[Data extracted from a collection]
# # # #

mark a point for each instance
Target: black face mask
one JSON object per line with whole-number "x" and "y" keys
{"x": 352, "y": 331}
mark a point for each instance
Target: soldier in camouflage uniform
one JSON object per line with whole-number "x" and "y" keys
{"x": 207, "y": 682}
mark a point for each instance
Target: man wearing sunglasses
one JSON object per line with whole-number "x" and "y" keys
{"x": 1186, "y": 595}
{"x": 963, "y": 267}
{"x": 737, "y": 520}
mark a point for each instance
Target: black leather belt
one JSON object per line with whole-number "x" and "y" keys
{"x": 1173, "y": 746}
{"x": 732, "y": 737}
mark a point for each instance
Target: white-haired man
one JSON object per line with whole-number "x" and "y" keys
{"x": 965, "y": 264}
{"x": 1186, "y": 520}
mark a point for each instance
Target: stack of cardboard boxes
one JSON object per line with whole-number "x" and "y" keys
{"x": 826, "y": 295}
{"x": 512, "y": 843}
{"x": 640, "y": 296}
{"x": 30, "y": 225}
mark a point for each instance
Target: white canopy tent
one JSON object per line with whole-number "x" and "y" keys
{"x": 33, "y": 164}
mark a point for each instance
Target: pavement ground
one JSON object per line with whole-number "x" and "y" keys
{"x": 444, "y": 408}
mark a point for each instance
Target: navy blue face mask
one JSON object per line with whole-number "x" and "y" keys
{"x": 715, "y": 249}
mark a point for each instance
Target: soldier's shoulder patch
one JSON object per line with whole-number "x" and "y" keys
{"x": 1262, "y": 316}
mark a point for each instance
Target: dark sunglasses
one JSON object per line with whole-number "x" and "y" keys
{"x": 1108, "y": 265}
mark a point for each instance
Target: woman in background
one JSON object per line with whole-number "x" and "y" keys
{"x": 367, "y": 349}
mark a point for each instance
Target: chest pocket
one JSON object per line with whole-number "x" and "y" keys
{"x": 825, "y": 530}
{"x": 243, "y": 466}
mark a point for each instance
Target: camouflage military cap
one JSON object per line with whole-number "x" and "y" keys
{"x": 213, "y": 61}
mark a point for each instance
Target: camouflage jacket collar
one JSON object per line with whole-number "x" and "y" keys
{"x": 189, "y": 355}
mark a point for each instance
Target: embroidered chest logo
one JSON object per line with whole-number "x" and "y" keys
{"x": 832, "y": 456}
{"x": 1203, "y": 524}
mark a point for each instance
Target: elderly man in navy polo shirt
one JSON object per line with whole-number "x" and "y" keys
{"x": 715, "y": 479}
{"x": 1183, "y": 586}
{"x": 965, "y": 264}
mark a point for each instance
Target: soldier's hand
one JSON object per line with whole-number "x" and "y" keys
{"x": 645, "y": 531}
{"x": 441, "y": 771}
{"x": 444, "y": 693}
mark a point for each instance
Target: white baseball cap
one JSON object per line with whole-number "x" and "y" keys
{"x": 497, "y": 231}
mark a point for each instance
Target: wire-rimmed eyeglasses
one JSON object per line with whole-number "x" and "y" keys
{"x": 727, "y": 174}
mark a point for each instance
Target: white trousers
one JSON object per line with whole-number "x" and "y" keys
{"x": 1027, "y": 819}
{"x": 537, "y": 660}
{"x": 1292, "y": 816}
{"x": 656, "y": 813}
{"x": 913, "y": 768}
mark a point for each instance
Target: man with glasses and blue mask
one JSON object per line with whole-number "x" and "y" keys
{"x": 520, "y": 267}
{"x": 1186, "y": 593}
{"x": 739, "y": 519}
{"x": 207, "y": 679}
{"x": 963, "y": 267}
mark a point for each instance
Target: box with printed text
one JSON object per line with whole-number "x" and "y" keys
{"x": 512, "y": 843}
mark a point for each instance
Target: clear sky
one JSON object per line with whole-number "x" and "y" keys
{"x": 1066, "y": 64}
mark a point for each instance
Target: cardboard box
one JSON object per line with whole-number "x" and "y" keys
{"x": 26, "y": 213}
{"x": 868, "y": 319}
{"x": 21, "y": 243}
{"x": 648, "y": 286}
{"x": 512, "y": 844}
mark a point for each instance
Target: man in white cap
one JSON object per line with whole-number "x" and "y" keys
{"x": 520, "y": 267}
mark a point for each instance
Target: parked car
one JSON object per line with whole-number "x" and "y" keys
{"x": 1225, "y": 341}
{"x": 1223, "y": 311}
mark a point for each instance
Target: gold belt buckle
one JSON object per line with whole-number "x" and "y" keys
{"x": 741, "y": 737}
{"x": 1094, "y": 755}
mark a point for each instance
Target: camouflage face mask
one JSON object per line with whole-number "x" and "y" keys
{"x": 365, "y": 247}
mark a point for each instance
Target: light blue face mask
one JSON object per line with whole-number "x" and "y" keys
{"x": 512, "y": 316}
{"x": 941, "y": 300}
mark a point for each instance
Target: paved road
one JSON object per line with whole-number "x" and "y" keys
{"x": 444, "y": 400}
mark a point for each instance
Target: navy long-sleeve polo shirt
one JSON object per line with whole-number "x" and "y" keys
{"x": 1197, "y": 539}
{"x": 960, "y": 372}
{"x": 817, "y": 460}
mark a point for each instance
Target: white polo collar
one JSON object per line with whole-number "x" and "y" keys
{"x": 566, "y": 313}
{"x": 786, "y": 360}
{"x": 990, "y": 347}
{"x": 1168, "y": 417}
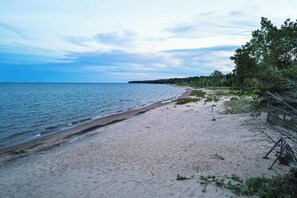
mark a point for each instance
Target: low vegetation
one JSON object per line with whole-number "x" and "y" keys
{"x": 198, "y": 93}
{"x": 263, "y": 187}
{"x": 244, "y": 104}
{"x": 181, "y": 178}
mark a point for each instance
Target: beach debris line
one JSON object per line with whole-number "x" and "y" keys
{"x": 260, "y": 186}
{"x": 216, "y": 156}
{"x": 181, "y": 178}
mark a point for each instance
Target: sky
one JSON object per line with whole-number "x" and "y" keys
{"x": 123, "y": 40}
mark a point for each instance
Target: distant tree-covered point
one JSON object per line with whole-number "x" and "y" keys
{"x": 215, "y": 79}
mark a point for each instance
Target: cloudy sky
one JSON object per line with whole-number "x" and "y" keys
{"x": 122, "y": 40}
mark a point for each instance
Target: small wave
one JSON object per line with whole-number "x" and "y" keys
{"x": 52, "y": 127}
{"x": 79, "y": 121}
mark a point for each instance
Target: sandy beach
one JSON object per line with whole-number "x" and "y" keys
{"x": 142, "y": 155}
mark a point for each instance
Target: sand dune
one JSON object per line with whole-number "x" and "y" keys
{"x": 141, "y": 157}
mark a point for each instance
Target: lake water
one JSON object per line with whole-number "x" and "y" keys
{"x": 30, "y": 110}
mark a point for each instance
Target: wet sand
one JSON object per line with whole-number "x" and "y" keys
{"x": 141, "y": 156}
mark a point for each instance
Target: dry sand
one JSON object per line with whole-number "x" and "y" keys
{"x": 141, "y": 156}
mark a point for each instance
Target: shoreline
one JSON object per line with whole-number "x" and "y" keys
{"x": 50, "y": 140}
{"x": 142, "y": 156}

# # # #

* **Goal of the exercise**
Your task is to set down the records shown above exactly, minus any pictures.

* **Finished exercise**
mark a point for each instance
Target: black face mask
one JSON object per line with whole-number "x" and "y" keys
{"x": 352, "y": 331}
mark a point for each instance
Target: soldier in camouflage uniform
one JSON object per line with whole-number "x" and "y" keys
{"x": 207, "y": 682}
mark a point for each instance
Target: man wearing sunglasses
one JSON object per line with whole-number "x" and "y" keys
{"x": 1186, "y": 595}
{"x": 963, "y": 267}
{"x": 737, "y": 520}
mark a point for each instance
Target: black leather belt
one JSON object per line with whole-number "x" and "y" keys
{"x": 1173, "y": 746}
{"x": 732, "y": 737}
mark a point for each instance
Target: white-haired man
one JSON object per line with whole-number "x" and "y" keys
{"x": 965, "y": 264}
{"x": 1186, "y": 520}
mark a point for each instance
Target: stack of cardboard boxes
one JSON object per line with whole-number "x" and "y" keys
{"x": 826, "y": 295}
{"x": 512, "y": 843}
{"x": 640, "y": 296}
{"x": 30, "y": 225}
mark a point for each instance
Target: white canopy tent
one JSON object per line with whole-number "x" and "y" keys
{"x": 33, "y": 164}
mark a point for each instance
Target: pavement ground
one JSON object per line with whole-number "x" and "y" keys
{"x": 444, "y": 408}
mark a point for each instance
Target: navy blue face mask
one JSON object per line with whole-number "x" and "y" keys
{"x": 715, "y": 249}
mark a point for each instance
Target: soldier's shoulder patch
one JSON object per line with whole-number "x" and "y" keys
{"x": 1262, "y": 316}
mark a point for each instance
Target: dark sunglasses
one JSON object per line with whole-number "x" and "y" keys
{"x": 1108, "y": 265}
mark a point for each instance
Target: woman in background
one JSON object per line with whole-number "x" and "y" keys
{"x": 367, "y": 349}
mark a point for each instance
Target: chest pocket
one JSON object per line with whole-number "x" and "y" keys
{"x": 825, "y": 530}
{"x": 243, "y": 466}
mark a point for each instance
Target: camouflage military cap
one JSON object per line with whole-number "x" and "y" keys
{"x": 213, "y": 61}
mark a point for each instance
Target: camouflage jacket collar
one JSON object per line with whole-number "x" and "y" keys
{"x": 189, "y": 355}
mark a point for each instance
Target: embroidered chest logo
one JSON object per line with whole-number "x" and "y" keys
{"x": 832, "y": 456}
{"x": 1203, "y": 524}
mark a point for each instance
Target: elderly man in navy polo shirt
one JSON object per line with whole-number "x" and "y" keys
{"x": 715, "y": 479}
{"x": 1183, "y": 586}
{"x": 965, "y": 264}
mark a point for each instance
Target: soldier's hand
one JSON object per line with whole-number "x" and "y" keys
{"x": 645, "y": 531}
{"x": 441, "y": 771}
{"x": 444, "y": 693}
mark a point for each instance
Target: white baseball cap
one JSON object per line with whole-number "x" and "y" keys
{"x": 497, "y": 231}
mark a point for each instance
Target: wire-rimmed eyeglasses
one JSON object per line with whole-number "x" and "y" keys
{"x": 727, "y": 174}
mark a point for each instance
Target: white trousers
one JSON object per line with whole-number "x" and "y" keys
{"x": 1027, "y": 819}
{"x": 537, "y": 660}
{"x": 1292, "y": 816}
{"x": 656, "y": 813}
{"x": 913, "y": 768}
mark a point for each instance
Target: man with glasses and blue mask
one JSON object per line with whole-number "x" and "y" keys
{"x": 520, "y": 267}
{"x": 1186, "y": 593}
{"x": 739, "y": 519}
{"x": 207, "y": 679}
{"x": 963, "y": 267}
mark a point for each instance
Target: box with printed text
one JSON object per line with whole-number "x" and "y" keys
{"x": 512, "y": 843}
mark a point for each instance
Target: clear sky
one JSON object per line with whole-number "x" and "y" keys
{"x": 1066, "y": 64}
mark a point for each instance
Target: cardboard box
one JSON object per line with whole-number "x" and "y" keys
{"x": 26, "y": 213}
{"x": 868, "y": 319}
{"x": 21, "y": 243}
{"x": 648, "y": 286}
{"x": 512, "y": 844}
mark a point for each instance
Target: man in white cap
one JSON object per line with whole-number "x" and "y" keys
{"x": 520, "y": 267}
mark a point for each instance
Target: parked car
one JSON object per line with whole-number "x" and "y" keys
{"x": 1225, "y": 341}
{"x": 1223, "y": 311}
mark a point for each instance
Target: gold belt buckle
one JSON object per line with whole-number "x" and "y" keys
{"x": 741, "y": 737}
{"x": 1094, "y": 755}
mark a point for each instance
Target: camouflage face mask
one JSON object per line with whole-number "x" and "y" keys
{"x": 365, "y": 247}
mark a point for each instance
Target: light blue face mask
one JSON object per line with whole-number "x" and "y" keys
{"x": 512, "y": 316}
{"x": 941, "y": 300}
mark a point for each instance
Target: paved road
one JSON object per line with whole-number "x" and "y" keys
{"x": 444, "y": 400}
mark a point for each instance
Target: navy long-sleeve polo shirt
one JSON object per line with whole-number "x" and "y" keys
{"x": 1197, "y": 539}
{"x": 960, "y": 372}
{"x": 817, "y": 460}
mark a point for each instance
Target: white polo collar
one JSON object per line with whole-number "x" and "y" keys
{"x": 566, "y": 313}
{"x": 786, "y": 360}
{"x": 990, "y": 347}
{"x": 1168, "y": 417}
mark a point for each instance
Target: low vegetation
one JSON object per line with whole-number "x" and "y" keys
{"x": 198, "y": 93}
{"x": 263, "y": 187}
{"x": 244, "y": 104}
{"x": 181, "y": 178}
mark a point for each instance
Target: beach debris line
one JSON object per line with whole-number "x" and "y" keys
{"x": 260, "y": 186}
{"x": 216, "y": 156}
{"x": 181, "y": 178}
mark a point for each instance
Target: sky
one JSON object per line with whole-number "x" and "y" keys
{"x": 123, "y": 40}
mark a point for each instance
Target: distant tree-covered point
one JSON object per line with whole-number "x" and "y" keys
{"x": 215, "y": 79}
mark a point for each instance
Target: cloudy sky
one JSON object per line with whole-number "x" and "y" keys
{"x": 122, "y": 40}
mark a point for each instance
Target: small wave
one JSON object per line with whole-number "x" and "y" keys
{"x": 52, "y": 127}
{"x": 79, "y": 121}
mark a point for each instance
Target: sandy beach
one JSON object per line with whole-number "x" and "y" keys
{"x": 142, "y": 155}
mark a point for each instance
Target: sand dune
one JSON object per line with whole-number "x" and "y" keys
{"x": 141, "y": 157}
mark a point for each instance
Target: lake water
one JSON object per line with whole-number "x" and "y" keys
{"x": 30, "y": 110}
mark a point for each instance
Target: wet sand
one JSON object per line with whole-number "x" and "y" keys
{"x": 141, "y": 156}
mark a point for each instance
Target: dry sand
one JSON object per line with whole-number "x" and "y" keys
{"x": 141, "y": 156}
mark a point for each instance
Target: shoreline
one JSON object per line with whole-number "x" and "y" keys
{"x": 50, "y": 140}
{"x": 142, "y": 156}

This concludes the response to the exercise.